━━━ Excerpt provided ━━━

The import table of the executable only has a reference to WSARecv so that serves as in ideal starting point for the analysis of the protocol (see Figure 7.3). The WSARecv call reads the data into a buffer on the stack. It can read up to 0x4000 bytes in one read as shown in Figure 7.4.

Import Table of Executable Showing Reference to WSARecv

Figure 7.3. Import Table of Executable Showing Reference to WSARecv

WSARecv Call

Figure 7.4. WSARecv Call

Right after reading into a buffer on the stack, the program immediately checks to see if the number of bytes read is less than eight. If it’s fewer than eight bytes, it jumps to the exit function, as shown in Figure 7.5.

Exit Function

Figure 7.5. Exit Function

It then checks the first four bytes to see if they’re DEADBEEF. That matches the magic number from the dump (the first four bytes) nicely. The bytes read off the wire are passed through ntohl( ) before they’re compared. This means the wire protocol is big-endian. It will also help to determine the size of fields. The program will need to byte-swap all two- and four-byte fields before processing them, as shown in Figure 7.6.

━━━ Given entries ━━━

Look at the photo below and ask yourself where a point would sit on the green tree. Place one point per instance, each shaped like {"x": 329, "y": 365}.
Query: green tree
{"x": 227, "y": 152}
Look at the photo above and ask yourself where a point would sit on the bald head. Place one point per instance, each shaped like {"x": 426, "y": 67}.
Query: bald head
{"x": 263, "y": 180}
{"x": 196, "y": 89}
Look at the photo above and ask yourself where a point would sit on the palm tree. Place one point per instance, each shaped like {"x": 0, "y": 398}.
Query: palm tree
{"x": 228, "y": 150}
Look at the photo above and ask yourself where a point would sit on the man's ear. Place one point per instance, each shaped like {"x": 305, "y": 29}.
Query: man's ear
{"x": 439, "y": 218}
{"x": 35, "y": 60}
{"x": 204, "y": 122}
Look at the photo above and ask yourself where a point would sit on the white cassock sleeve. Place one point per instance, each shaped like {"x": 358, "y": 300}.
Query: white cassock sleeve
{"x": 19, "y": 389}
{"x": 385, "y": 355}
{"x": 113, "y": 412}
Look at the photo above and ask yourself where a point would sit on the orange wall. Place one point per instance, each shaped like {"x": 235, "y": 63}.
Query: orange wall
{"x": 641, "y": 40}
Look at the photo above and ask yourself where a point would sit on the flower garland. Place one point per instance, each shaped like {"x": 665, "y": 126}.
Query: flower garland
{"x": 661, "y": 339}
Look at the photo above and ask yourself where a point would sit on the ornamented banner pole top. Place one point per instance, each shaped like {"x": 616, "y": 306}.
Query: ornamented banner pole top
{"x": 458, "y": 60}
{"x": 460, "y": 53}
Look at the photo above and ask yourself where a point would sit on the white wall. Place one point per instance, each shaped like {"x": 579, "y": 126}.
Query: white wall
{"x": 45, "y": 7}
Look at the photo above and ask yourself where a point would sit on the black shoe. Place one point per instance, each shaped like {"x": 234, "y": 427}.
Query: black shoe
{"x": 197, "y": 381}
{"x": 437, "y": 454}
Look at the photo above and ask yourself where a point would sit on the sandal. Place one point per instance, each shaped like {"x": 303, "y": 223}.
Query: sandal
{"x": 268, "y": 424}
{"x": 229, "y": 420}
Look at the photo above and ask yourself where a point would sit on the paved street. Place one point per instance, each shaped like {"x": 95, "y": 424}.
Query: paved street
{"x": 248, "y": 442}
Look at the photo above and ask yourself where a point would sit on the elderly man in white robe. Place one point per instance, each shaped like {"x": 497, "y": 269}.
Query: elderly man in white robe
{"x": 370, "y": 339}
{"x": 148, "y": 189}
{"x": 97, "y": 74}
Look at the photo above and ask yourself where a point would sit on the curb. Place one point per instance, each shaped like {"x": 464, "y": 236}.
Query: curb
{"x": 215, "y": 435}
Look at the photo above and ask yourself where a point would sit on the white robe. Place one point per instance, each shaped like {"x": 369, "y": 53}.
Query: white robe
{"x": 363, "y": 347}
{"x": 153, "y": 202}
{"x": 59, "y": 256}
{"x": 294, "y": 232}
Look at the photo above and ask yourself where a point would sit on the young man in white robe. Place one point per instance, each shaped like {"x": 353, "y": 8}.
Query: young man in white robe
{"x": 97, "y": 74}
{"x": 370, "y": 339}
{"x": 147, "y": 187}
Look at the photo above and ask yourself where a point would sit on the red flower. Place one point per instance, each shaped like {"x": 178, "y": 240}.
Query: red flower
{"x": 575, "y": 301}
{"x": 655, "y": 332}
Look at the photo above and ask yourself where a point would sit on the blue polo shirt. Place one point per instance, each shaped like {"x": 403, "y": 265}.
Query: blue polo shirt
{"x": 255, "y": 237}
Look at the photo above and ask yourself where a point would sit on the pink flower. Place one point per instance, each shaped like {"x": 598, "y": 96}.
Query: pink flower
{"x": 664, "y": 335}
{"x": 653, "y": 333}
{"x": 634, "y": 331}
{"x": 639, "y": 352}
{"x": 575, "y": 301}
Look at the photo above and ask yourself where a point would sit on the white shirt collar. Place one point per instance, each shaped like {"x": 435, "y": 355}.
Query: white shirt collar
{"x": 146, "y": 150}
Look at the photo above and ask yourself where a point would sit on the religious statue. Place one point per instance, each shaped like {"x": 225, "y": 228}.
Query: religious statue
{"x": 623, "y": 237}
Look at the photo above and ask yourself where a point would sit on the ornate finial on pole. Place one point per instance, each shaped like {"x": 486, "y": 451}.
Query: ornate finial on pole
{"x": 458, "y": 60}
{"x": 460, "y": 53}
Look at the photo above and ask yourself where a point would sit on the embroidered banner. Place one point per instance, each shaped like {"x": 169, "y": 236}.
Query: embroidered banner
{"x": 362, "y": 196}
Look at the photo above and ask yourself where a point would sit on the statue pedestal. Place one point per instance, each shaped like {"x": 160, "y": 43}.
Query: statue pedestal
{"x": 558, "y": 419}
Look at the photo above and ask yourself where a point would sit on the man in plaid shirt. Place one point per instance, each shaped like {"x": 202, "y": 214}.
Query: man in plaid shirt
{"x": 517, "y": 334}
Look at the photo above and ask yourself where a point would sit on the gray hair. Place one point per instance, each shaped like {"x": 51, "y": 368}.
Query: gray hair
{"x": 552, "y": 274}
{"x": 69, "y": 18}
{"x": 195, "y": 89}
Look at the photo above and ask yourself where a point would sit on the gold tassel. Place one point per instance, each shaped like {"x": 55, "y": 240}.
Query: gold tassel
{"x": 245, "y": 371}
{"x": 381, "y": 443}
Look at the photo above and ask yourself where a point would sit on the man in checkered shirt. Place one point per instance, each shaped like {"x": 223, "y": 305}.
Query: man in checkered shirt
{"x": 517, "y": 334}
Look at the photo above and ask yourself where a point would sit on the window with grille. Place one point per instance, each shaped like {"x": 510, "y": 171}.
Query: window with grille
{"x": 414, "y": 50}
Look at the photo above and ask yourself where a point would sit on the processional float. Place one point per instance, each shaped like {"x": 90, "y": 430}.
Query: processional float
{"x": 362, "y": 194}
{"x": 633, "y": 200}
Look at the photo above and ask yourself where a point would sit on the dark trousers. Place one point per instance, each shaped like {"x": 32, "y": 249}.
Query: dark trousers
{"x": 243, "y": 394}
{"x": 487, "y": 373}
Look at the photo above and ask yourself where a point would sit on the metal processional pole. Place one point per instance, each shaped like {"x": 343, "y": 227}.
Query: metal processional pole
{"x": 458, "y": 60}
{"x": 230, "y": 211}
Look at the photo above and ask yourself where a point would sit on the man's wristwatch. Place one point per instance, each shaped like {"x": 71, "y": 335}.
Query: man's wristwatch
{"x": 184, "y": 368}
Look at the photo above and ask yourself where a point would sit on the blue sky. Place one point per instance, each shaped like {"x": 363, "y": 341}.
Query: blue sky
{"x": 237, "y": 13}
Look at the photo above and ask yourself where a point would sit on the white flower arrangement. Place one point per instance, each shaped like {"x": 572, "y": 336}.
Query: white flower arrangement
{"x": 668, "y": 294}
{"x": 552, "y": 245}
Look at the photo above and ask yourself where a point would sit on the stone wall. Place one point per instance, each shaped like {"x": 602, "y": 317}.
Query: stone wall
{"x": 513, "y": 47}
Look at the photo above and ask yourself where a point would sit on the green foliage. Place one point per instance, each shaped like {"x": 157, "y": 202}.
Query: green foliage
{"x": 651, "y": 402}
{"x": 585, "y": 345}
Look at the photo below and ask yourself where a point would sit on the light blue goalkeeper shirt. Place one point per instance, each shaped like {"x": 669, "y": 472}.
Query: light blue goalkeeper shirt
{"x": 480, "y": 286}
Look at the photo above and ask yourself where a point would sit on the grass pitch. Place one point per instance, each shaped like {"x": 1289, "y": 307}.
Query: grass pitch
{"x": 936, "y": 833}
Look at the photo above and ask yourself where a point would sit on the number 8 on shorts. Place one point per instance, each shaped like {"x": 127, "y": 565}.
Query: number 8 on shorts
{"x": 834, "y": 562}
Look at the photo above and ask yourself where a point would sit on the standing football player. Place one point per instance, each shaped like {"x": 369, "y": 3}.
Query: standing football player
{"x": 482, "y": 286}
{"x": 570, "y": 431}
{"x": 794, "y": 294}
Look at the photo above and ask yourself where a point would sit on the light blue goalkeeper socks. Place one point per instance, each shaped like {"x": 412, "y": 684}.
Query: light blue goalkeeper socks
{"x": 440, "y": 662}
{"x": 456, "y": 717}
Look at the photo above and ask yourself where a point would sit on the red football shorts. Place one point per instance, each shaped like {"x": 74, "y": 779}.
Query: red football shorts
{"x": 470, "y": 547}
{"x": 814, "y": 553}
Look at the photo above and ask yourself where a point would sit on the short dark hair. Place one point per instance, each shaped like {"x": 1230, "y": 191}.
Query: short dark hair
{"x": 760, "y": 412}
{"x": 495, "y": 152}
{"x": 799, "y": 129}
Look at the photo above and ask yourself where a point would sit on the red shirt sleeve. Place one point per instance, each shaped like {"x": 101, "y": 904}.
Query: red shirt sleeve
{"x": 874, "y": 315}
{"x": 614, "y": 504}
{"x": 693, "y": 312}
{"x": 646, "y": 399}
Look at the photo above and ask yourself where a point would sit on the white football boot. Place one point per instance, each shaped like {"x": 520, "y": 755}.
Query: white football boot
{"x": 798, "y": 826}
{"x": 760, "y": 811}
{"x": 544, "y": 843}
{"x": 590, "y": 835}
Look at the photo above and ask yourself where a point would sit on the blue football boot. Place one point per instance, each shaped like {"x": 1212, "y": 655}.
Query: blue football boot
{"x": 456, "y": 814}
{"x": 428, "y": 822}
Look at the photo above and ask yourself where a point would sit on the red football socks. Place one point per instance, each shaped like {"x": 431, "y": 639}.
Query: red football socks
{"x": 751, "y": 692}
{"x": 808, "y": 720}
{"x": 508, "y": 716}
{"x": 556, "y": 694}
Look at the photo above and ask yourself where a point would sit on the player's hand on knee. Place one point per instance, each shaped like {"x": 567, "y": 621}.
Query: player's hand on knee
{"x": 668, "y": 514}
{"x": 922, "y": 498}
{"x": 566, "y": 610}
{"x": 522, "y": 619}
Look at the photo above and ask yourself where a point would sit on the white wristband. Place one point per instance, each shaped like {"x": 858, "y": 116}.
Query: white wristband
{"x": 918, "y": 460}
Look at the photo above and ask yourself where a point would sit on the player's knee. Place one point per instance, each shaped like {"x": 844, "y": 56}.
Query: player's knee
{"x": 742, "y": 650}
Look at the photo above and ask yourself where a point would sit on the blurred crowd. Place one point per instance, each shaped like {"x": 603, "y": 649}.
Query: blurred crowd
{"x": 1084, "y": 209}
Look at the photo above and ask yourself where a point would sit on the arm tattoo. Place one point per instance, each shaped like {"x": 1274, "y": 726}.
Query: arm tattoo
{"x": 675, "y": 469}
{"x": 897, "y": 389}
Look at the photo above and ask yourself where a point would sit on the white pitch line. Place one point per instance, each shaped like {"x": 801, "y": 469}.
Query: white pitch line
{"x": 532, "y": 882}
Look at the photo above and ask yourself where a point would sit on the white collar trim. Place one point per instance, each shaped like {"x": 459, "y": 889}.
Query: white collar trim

━━━

*Task 1*.
Based on the protocol analysis excerpt, are these statements correct? Answer yes or no for each and quote the words that decide it.
(a) The WSARecv call can read up to 0x4000 bytes at once.
(b) When fewer than eight bytes are read, the program carries on processing them.
(c) The wire protocol is little-endian.
*Task 2*. Reproduce the protocol analysis excerpt between "It then checks" and "in Figure 7.6.", inclusive.
Use only the protocol analysis excerpt, not the items.

*Full answer 1*.
(a) Yes: "It can read up to 0x4000 bytes in one read"
(b) No: "If it’s fewer than eight bytes, it jumps to the exit function"
(c) No: "This means the wire protocol is big-endian."

*Full answer 2*.
It then checks the first four bytes to see if they’re DEADBEEF. That matches the magic number from the dump (the first four bytes) nicely. The bytes read off the wire are passed through ntohl( ) before they’re compared. This means the wire protocol is big-endian. It will also help to determine the size of fields. The program will need to byte-swap all two- and four-byte fields before processing them, as shown in Figure 7.6.